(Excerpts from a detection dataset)
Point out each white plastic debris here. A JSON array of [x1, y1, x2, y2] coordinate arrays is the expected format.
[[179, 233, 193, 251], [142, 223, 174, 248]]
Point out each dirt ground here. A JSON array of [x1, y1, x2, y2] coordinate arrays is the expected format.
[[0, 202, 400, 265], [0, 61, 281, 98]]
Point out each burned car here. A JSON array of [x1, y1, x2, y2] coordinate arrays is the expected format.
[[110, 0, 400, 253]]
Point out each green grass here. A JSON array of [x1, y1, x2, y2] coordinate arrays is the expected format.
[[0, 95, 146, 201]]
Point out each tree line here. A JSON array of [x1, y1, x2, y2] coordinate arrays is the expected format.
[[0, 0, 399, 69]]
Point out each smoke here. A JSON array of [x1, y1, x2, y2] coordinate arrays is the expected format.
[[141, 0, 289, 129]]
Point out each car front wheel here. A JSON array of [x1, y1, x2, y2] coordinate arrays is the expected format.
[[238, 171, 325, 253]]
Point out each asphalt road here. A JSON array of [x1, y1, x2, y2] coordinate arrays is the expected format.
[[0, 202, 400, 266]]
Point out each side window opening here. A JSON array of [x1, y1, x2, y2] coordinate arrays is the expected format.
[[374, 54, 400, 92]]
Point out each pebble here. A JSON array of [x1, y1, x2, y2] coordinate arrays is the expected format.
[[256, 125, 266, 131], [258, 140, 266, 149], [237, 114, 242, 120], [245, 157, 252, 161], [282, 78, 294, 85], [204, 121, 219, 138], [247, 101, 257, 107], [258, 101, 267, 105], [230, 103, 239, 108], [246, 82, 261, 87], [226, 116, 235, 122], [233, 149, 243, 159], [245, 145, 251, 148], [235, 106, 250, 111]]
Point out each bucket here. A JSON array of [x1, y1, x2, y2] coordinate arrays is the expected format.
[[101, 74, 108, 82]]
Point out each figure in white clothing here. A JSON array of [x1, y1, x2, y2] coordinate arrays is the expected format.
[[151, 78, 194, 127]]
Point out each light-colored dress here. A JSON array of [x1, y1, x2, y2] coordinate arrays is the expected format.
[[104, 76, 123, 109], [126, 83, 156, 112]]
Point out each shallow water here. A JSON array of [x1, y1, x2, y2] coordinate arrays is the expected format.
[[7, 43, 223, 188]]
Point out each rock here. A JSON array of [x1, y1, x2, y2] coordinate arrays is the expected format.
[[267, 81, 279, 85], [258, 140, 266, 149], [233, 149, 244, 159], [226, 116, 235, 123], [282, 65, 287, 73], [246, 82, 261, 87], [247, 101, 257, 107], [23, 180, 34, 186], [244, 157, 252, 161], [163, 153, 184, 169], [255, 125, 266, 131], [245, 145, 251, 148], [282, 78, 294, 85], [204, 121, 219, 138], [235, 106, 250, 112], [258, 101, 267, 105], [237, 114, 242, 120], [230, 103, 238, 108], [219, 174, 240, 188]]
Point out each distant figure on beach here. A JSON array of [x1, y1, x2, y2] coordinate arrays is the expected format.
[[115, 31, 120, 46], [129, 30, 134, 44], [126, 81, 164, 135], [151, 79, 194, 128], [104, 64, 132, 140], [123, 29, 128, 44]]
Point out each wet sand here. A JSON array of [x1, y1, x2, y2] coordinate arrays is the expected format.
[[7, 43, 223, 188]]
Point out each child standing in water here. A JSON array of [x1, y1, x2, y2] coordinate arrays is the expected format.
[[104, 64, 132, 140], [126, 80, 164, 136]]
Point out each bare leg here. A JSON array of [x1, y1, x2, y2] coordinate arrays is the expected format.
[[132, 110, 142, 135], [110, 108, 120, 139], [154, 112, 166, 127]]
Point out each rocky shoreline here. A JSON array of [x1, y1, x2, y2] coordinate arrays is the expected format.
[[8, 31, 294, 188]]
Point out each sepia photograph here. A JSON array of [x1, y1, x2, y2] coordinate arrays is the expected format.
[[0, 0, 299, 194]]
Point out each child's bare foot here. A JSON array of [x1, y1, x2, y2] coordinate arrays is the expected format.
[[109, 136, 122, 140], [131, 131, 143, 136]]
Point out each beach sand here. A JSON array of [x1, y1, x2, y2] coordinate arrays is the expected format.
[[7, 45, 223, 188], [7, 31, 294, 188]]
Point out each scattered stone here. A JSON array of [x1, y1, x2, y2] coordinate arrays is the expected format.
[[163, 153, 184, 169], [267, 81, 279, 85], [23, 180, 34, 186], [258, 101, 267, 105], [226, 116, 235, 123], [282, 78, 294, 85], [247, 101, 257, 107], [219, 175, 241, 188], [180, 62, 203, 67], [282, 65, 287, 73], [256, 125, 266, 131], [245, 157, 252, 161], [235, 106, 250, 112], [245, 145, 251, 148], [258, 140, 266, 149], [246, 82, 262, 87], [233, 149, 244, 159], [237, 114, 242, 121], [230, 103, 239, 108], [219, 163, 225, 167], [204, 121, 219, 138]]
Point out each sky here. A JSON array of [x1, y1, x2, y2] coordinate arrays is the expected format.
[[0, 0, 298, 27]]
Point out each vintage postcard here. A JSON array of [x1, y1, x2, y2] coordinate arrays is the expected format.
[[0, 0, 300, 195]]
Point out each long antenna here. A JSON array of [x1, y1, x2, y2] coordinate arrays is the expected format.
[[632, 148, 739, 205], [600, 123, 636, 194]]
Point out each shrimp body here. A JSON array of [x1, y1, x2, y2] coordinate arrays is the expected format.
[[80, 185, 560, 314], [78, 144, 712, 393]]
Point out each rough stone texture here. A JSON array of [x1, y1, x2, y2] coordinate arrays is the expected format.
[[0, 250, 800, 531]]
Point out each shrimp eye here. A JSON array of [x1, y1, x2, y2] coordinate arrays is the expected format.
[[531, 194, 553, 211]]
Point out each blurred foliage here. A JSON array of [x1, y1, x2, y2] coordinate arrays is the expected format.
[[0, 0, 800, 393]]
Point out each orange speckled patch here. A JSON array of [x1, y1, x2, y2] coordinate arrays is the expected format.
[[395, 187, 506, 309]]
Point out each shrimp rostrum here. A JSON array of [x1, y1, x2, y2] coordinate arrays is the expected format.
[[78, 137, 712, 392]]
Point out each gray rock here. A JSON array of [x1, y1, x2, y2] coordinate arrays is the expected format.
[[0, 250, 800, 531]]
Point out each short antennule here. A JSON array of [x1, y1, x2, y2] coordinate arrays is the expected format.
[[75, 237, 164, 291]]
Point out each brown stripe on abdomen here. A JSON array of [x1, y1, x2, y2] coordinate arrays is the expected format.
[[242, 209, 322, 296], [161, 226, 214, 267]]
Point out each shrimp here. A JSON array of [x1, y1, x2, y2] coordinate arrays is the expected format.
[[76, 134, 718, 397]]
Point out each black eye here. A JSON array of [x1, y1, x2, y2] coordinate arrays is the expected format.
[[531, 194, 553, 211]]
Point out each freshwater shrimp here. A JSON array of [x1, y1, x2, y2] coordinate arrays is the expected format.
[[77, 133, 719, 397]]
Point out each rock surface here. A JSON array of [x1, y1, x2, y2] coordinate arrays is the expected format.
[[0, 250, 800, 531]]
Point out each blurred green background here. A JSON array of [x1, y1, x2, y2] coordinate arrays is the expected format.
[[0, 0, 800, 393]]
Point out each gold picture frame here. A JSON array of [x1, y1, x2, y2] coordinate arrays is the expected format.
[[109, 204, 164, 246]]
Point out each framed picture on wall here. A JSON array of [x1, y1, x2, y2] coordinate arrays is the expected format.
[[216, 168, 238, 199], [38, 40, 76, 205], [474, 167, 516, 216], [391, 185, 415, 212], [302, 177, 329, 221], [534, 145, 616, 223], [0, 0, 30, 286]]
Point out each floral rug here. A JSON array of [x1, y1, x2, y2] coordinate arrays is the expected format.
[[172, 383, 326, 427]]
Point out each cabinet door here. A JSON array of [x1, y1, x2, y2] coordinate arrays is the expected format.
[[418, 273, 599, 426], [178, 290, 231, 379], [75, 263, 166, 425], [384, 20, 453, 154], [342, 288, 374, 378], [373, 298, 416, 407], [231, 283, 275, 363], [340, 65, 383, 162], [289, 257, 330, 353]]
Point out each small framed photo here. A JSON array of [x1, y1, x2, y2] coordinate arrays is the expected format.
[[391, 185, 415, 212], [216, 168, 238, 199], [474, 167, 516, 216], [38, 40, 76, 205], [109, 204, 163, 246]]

# [Task instructions]
Swap "burned car" for "charred vehicle" in the rows from the start through the line holding "[[141, 0, 289, 129]]", inclusive, and give those lines again with nothing else changed.

# [Task response]
Point out each white plastic debris here. A JSON array of [x1, y1, x2, y2] coordinate arrays is the expected format.
[[179, 233, 193, 251], [142, 223, 174, 248]]
Point out each dirt ground here. A JSON array of [x1, y1, x2, y2] coordinate arrays is the expected format.
[[0, 202, 400, 265], [0, 61, 281, 98]]
Point out each charred vehicle here. A JSON array of [x1, y1, x2, y2] coordinate arrays is the expected format.
[[110, 0, 400, 253]]
Point out each green grass here. A JSON array of [x1, y1, x2, y2] coordinate arrays is the expected format.
[[0, 95, 146, 201]]
Point out each tree line here. A JSON array of [x1, y1, x2, y2] coordinate arrays is the expected format.
[[0, 0, 399, 69]]
Point out each smoke here. A JSON array of [x1, y1, x2, y2] coordinate arrays is the expected format.
[[141, 0, 289, 129]]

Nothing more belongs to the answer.